**Work required:**
Recast each line of the records below as a Markdown table with the columns "No." and "Line," giving every row a number and skipping blank lines. Leave the pictures out.

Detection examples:
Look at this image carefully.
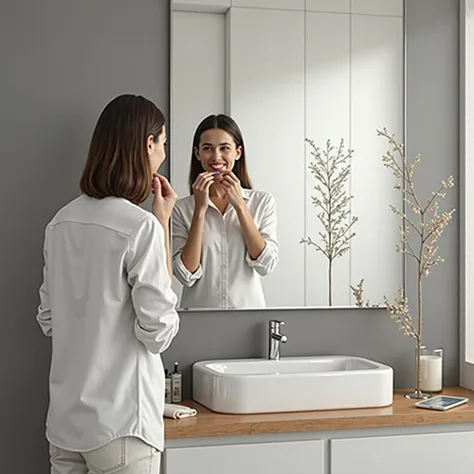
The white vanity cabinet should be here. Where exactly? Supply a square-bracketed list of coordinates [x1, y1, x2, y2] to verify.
[330, 431, 474, 474]
[163, 440, 324, 474]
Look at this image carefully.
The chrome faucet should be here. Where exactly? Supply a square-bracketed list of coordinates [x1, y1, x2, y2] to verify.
[268, 320, 288, 360]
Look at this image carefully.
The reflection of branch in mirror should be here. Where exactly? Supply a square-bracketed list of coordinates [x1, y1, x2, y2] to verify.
[300, 138, 357, 306]
[350, 278, 380, 308]
[377, 128, 454, 393]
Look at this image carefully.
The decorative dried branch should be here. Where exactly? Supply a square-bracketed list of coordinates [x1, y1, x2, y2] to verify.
[300, 138, 357, 306]
[350, 278, 380, 308]
[377, 128, 455, 392]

**Solution for this problem:**
| No. | Line |
|---|---|
| 1 | Look at this image carefully. |
| 2 | The white vanity cabinet should be here. Where exactly? Supply a square-bracketed list of coordinates [x1, y1, x2, y2] to verify. |
| 3 | [330, 431, 474, 474] |
| 4 | [163, 440, 324, 474] |
| 5 | Look at this image carefully. |
| 6 | The chrome faucet should be here. Where exactly? Supply a square-bracketed list of coordinates [x1, y1, x2, y2] to verify. |
| 7 | [268, 320, 288, 360] |
| 8 | Look at this image carefully. |
| 9 | The reflection of branch in mirror should be here. Where exactly? Supply a square-bracketed list of coordinates [x1, y1, x2, y2] to verify. |
| 10 | [300, 138, 357, 306] |
| 11 | [350, 278, 380, 308] |
| 12 | [377, 128, 454, 393] |
| 13 | Look at this image carefully. |
| 14 | The decorative dried branch should be here. Where exactly? Supply a square-bracketed list of coordinates [x1, y1, x2, y2] to verify. |
| 15 | [300, 138, 357, 306] |
| 16 | [350, 278, 380, 308] |
| 17 | [377, 128, 455, 392] |